## Extrait
/---

La Commission des finances de l’Assemblée nationale détricote le budget de Michel Barnier

Pieyre-Alexandre Anglade, député EPR, le 16/10/2024 ©PurePolitique

Chaque jour, le soutien parlementaire du gouvernement s’affaiblit un peu plus. Mercredi soir, en Commission des finances, le vote sur la fameuse contribution différentielle sur les hauts revenus, la CDHR, en a apporté une preuve supplémentaire. Cette mesure prévoit d’instaurer une imposition minimale de 20 % pour les contribuables dont le revenu est supérieur à 250 000 euros pour les personnes seules et à 500 000 euros pour les couples avec imposition commune.

Le gouvernement entendait limiter la CDHR dans le temps. Seuls les revenus de 2024, 2025 et 2026 auraient été concernés. Mais les députés en ont décidé autrement. Joignant ses voix à celles du Nouveau Front Populaire, le MoDem s’est prononcé pour la pérennisation de la CDHR.

Là c’est une mesure de justice fiscale, et moi je pense qu’une mesure de justice fiscale n’est pas limitée dans le temps. Il est un peu ridicule de la limiter dans le temps si elle est bien étudiée, bien paramétrée, bien équilibrée. On voit qu’on a encore à travailler sur le texte. Je pense qu’il n’y a pas de raison qu’on la limite dans le temps.

Jean-Paul Mattei, le 16/10/2024

Et plus question de passer à travers les mailles du filet. La CDHR devait initialement viser 62 000 foyers. Pas de bol, Bercy s’est aperçu après coup qu’en faisant jouer certains avantages fiscaux, la mesure ne toucherait que 24 000 foyers. Un amendement de Charles de Courson, le rapporteur LIOT de la Commission des finances, a mis bon ordre en écartant tous les contournements possibles. Résultat, les deux milliards d’euros que la CDHR doit générer seront au rendez-vous.

\---

## Consigne 1
Relevez chaque ligne des enregistrements ci-dessous qui contient la chaîne "glow".
L'extrait et les enregistrements n'ont aucun lien entre eux.

## Enregistrements sources
/---

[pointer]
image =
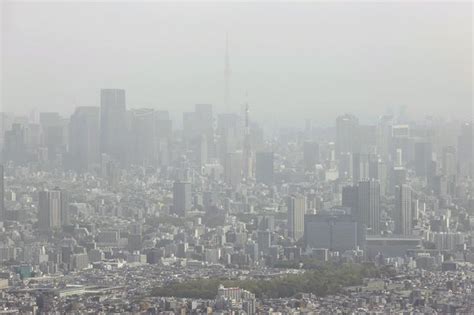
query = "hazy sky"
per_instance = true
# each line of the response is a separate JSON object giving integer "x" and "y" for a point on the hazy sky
{"x": 294, "y": 60}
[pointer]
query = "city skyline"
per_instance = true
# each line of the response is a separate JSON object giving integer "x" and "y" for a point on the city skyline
{"x": 351, "y": 67}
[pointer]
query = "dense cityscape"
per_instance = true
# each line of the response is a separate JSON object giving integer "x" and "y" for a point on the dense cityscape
{"x": 115, "y": 210}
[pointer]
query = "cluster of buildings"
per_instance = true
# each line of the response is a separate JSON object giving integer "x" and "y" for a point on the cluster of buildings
{"x": 110, "y": 188}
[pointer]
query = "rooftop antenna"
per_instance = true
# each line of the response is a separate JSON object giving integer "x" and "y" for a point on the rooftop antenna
{"x": 227, "y": 74}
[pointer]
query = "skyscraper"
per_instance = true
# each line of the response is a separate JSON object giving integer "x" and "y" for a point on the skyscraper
{"x": 2, "y": 193}
{"x": 53, "y": 209}
{"x": 84, "y": 138}
{"x": 346, "y": 134}
{"x": 423, "y": 158}
{"x": 369, "y": 206}
{"x": 113, "y": 127}
{"x": 296, "y": 205}
{"x": 310, "y": 155}
{"x": 264, "y": 168}
{"x": 403, "y": 210}
{"x": 144, "y": 141}
{"x": 181, "y": 198}
{"x": 233, "y": 169}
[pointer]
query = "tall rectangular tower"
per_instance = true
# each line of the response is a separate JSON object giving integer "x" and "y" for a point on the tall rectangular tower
{"x": 403, "y": 210}
{"x": 296, "y": 205}
{"x": 369, "y": 206}
{"x": 181, "y": 198}
{"x": 113, "y": 126}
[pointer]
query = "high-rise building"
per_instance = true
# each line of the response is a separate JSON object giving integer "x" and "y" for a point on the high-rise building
{"x": 53, "y": 128}
{"x": 350, "y": 199}
{"x": 336, "y": 233}
{"x": 233, "y": 169}
{"x": 182, "y": 198}
{"x": 84, "y": 138}
{"x": 466, "y": 150}
{"x": 113, "y": 123}
{"x": 15, "y": 148}
{"x": 2, "y": 193}
{"x": 360, "y": 167}
{"x": 296, "y": 205}
{"x": 53, "y": 209}
{"x": 346, "y": 134}
{"x": 264, "y": 168}
{"x": 369, "y": 206}
{"x": 144, "y": 136}
{"x": 403, "y": 210}
{"x": 423, "y": 158}
{"x": 310, "y": 155}
{"x": 264, "y": 241}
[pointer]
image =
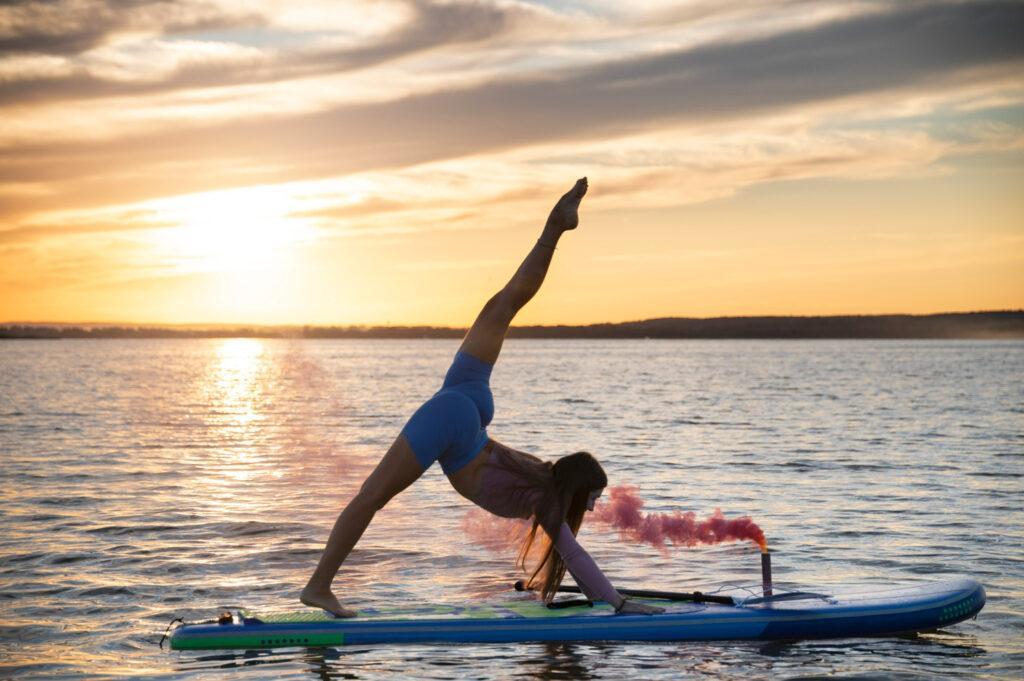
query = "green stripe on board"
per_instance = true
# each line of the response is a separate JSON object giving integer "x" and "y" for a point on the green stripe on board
{"x": 256, "y": 641}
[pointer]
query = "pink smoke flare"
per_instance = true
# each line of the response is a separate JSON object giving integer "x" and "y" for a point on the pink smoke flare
{"x": 623, "y": 512}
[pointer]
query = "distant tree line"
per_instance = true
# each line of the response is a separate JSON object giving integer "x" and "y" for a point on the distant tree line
{"x": 993, "y": 325}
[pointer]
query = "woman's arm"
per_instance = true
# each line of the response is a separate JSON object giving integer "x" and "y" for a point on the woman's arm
{"x": 592, "y": 581}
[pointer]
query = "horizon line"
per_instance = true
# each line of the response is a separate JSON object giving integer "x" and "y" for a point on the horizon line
{"x": 389, "y": 325}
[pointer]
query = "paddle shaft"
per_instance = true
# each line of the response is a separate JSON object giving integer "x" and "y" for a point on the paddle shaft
{"x": 695, "y": 596}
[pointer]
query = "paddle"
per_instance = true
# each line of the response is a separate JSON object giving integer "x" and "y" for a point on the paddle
{"x": 695, "y": 596}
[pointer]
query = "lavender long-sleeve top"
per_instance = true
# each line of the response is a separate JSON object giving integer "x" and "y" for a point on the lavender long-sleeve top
{"x": 500, "y": 494}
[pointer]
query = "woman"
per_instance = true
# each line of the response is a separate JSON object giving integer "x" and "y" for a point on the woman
{"x": 450, "y": 428}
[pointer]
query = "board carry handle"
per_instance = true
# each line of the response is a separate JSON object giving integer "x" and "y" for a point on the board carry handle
{"x": 694, "y": 597}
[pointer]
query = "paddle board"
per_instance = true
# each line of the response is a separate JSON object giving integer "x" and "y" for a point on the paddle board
{"x": 802, "y": 615}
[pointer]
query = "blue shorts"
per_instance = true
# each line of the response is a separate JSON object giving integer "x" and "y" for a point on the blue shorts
{"x": 451, "y": 426}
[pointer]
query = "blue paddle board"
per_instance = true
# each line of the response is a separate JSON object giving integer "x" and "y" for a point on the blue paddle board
{"x": 801, "y": 615}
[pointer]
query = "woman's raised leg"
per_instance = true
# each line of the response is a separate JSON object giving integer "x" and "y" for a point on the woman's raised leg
{"x": 484, "y": 338}
{"x": 396, "y": 471}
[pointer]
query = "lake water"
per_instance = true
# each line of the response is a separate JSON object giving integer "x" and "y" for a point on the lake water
{"x": 145, "y": 480}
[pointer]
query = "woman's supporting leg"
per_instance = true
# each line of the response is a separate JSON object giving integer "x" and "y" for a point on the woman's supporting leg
{"x": 396, "y": 471}
{"x": 484, "y": 338}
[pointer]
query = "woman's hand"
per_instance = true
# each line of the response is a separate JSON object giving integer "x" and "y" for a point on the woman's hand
{"x": 633, "y": 607}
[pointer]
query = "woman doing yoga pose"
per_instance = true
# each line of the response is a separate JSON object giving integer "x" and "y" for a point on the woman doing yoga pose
{"x": 451, "y": 428}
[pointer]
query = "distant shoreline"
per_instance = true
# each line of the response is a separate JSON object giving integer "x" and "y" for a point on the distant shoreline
{"x": 1005, "y": 325}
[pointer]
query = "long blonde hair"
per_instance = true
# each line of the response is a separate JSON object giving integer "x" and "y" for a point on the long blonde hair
{"x": 566, "y": 485}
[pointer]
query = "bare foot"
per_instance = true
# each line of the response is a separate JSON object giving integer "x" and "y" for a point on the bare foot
{"x": 326, "y": 601}
{"x": 563, "y": 215}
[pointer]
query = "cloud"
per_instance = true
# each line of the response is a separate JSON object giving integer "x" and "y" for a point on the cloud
{"x": 918, "y": 47}
{"x": 429, "y": 25}
{"x": 73, "y": 27}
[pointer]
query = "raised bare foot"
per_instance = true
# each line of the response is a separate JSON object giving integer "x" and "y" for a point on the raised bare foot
{"x": 326, "y": 601}
{"x": 563, "y": 215}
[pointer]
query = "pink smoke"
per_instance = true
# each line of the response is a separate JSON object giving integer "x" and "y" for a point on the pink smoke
{"x": 623, "y": 512}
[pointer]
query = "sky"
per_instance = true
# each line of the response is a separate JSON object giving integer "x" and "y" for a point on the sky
{"x": 391, "y": 162}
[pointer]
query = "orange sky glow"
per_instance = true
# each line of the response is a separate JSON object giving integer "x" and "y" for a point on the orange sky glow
{"x": 391, "y": 162}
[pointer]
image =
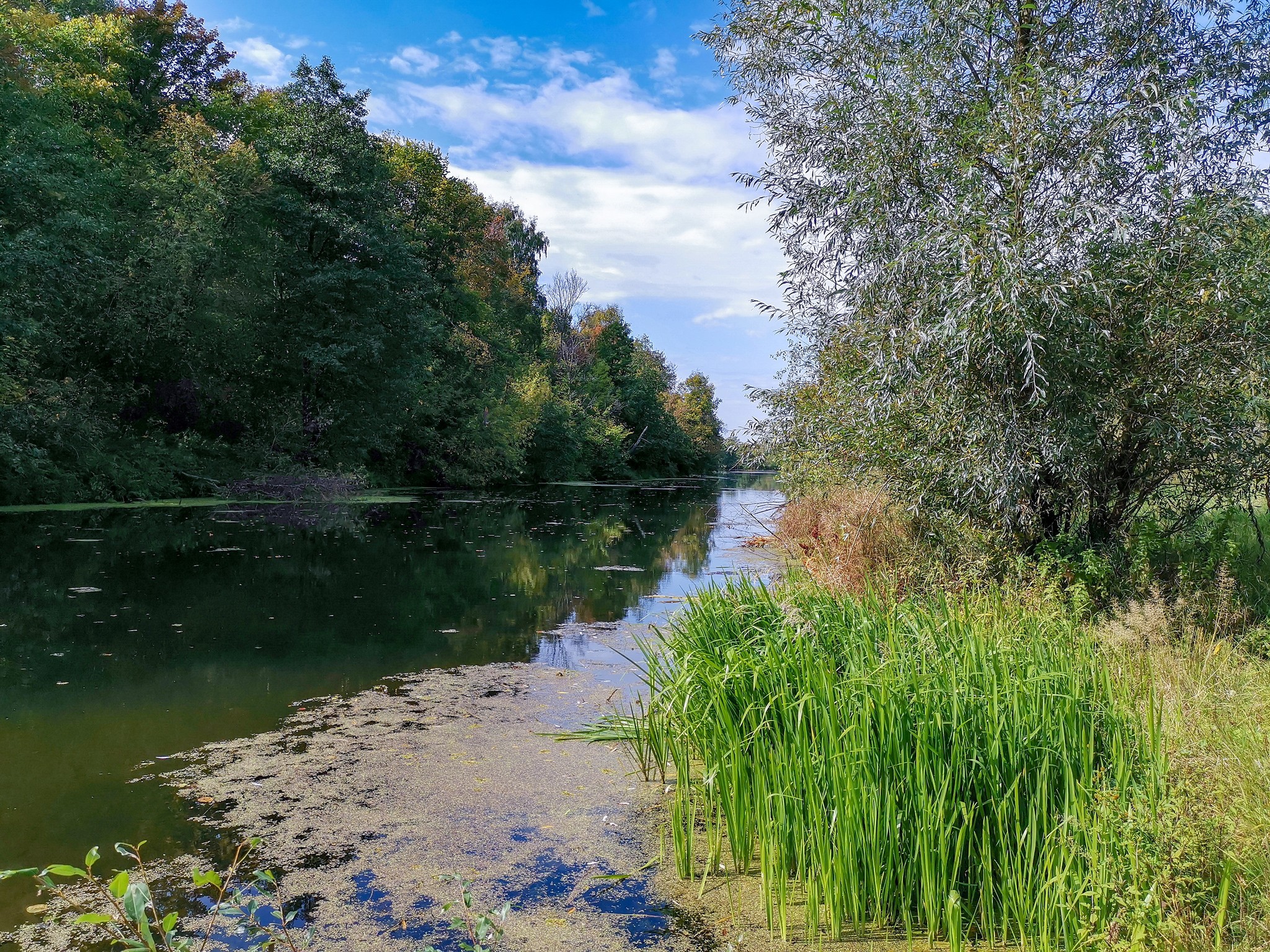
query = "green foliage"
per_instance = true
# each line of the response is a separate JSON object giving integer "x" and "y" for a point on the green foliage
{"x": 1028, "y": 244}
{"x": 123, "y": 913}
{"x": 202, "y": 278}
{"x": 482, "y": 931}
{"x": 964, "y": 770}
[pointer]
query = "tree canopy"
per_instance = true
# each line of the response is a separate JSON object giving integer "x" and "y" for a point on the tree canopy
{"x": 1028, "y": 260}
{"x": 202, "y": 280}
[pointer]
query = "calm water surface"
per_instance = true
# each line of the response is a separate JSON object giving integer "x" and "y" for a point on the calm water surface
{"x": 128, "y": 635}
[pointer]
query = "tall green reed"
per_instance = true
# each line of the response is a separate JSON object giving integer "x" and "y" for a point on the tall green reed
{"x": 873, "y": 760}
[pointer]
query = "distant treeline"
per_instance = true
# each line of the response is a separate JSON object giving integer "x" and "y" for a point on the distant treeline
{"x": 202, "y": 280}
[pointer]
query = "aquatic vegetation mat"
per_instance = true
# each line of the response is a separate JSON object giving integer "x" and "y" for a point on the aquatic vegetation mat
{"x": 963, "y": 770}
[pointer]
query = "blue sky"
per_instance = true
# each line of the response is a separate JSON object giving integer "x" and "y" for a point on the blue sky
{"x": 601, "y": 118}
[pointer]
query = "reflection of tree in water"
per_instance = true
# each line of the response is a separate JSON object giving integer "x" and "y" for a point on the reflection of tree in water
{"x": 322, "y": 584}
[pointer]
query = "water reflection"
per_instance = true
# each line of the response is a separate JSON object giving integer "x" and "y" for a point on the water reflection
{"x": 127, "y": 635}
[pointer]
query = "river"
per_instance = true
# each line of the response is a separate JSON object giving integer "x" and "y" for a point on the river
{"x": 131, "y": 633}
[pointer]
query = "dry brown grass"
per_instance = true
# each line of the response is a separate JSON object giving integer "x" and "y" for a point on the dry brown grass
{"x": 851, "y": 540}
{"x": 1213, "y": 703}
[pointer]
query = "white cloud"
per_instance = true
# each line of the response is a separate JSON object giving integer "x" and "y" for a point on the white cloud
{"x": 502, "y": 51}
{"x": 267, "y": 64}
{"x": 606, "y": 118}
{"x": 634, "y": 234}
{"x": 636, "y": 196}
{"x": 414, "y": 61}
{"x": 235, "y": 24}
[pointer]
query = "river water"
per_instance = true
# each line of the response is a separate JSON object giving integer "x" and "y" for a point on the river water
{"x": 130, "y": 635}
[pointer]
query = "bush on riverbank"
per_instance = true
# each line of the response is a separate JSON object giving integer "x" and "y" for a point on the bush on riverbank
{"x": 1072, "y": 753}
{"x": 889, "y": 764}
{"x": 206, "y": 280}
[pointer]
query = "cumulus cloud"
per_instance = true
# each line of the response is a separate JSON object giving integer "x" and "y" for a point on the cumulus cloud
{"x": 415, "y": 61}
{"x": 634, "y": 234}
{"x": 502, "y": 51}
{"x": 605, "y": 120}
{"x": 634, "y": 195}
{"x": 266, "y": 63}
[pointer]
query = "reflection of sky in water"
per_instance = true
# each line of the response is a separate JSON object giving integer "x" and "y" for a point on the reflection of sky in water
{"x": 744, "y": 513}
{"x": 128, "y": 635}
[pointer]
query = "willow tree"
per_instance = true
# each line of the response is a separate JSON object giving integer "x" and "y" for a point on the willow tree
{"x": 1028, "y": 263}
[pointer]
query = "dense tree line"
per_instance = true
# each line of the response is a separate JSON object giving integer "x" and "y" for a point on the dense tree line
{"x": 1029, "y": 252}
{"x": 201, "y": 280}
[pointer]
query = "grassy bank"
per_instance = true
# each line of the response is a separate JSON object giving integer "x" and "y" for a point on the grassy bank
{"x": 1073, "y": 758}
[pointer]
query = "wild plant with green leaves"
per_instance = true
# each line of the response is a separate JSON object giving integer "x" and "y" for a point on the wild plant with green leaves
{"x": 958, "y": 769}
{"x": 122, "y": 909}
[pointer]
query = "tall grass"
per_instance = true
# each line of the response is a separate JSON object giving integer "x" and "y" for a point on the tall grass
{"x": 921, "y": 765}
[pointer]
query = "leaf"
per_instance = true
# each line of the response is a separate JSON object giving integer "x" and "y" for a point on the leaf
{"x": 210, "y": 878}
{"x": 63, "y": 870}
{"x": 136, "y": 901}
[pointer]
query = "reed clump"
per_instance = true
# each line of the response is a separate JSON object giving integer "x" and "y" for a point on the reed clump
{"x": 853, "y": 539}
{"x": 916, "y": 765}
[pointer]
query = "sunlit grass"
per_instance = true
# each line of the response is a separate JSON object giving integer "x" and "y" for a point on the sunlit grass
{"x": 910, "y": 765}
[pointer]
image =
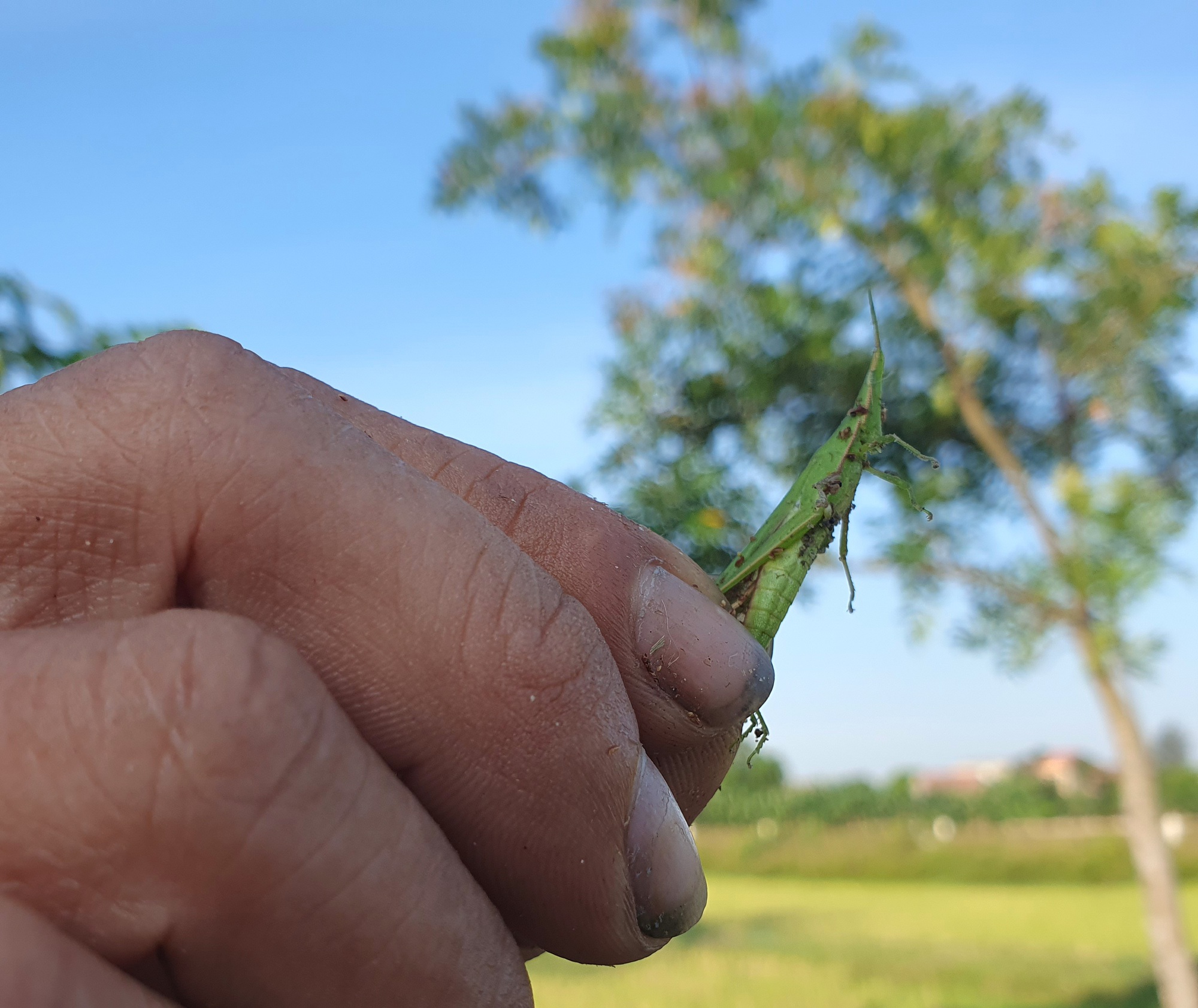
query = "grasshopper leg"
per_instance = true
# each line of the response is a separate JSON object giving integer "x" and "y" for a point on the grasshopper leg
{"x": 903, "y": 485}
{"x": 912, "y": 449}
{"x": 844, "y": 561}
{"x": 757, "y": 726}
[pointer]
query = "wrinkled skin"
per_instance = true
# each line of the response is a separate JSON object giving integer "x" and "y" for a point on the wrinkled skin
{"x": 302, "y": 704}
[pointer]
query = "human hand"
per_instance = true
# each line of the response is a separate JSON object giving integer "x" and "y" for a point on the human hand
{"x": 292, "y": 706}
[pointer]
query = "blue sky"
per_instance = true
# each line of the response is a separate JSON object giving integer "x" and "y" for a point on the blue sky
{"x": 263, "y": 169}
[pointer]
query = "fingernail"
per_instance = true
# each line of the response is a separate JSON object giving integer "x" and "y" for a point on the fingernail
{"x": 699, "y": 653}
{"x": 668, "y": 879}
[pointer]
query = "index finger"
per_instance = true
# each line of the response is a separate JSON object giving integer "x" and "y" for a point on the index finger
{"x": 187, "y": 470}
{"x": 692, "y": 671}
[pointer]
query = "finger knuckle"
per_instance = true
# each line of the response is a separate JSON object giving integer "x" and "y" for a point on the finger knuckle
{"x": 239, "y": 707}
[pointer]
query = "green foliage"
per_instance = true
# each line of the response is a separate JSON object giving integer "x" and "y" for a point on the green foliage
{"x": 747, "y": 798}
{"x": 1050, "y": 311}
{"x": 41, "y": 333}
{"x": 1179, "y": 789}
{"x": 775, "y": 943}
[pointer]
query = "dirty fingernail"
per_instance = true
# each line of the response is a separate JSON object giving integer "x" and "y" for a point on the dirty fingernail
{"x": 668, "y": 879}
{"x": 699, "y": 653}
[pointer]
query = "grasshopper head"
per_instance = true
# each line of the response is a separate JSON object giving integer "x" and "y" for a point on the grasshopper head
{"x": 869, "y": 399}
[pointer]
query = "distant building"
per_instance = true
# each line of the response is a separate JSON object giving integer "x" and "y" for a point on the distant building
{"x": 1069, "y": 774}
{"x": 1067, "y": 771}
{"x": 965, "y": 779}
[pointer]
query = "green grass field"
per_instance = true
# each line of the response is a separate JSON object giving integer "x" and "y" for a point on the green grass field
{"x": 824, "y": 944}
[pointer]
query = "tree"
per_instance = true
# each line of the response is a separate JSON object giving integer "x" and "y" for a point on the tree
{"x": 41, "y": 333}
{"x": 1033, "y": 329}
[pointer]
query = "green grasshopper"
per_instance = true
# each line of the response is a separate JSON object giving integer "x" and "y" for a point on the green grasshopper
{"x": 761, "y": 582}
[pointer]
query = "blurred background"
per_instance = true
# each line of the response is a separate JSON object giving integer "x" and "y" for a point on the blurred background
{"x": 939, "y": 830}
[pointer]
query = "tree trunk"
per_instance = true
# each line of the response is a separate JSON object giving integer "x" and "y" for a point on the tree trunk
{"x": 1176, "y": 981}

\---

## Consigne 2
D'après l'extrait sur la CDHR, combien de foyers la mesure devait-elle viser au départ ?

## Résultat 1
query = "orange sky glow"
# each line of the response is a separate JSON object giving integer "x" and "y" for a point on the orange sky glow

## Résultat 2
62 000 foyers.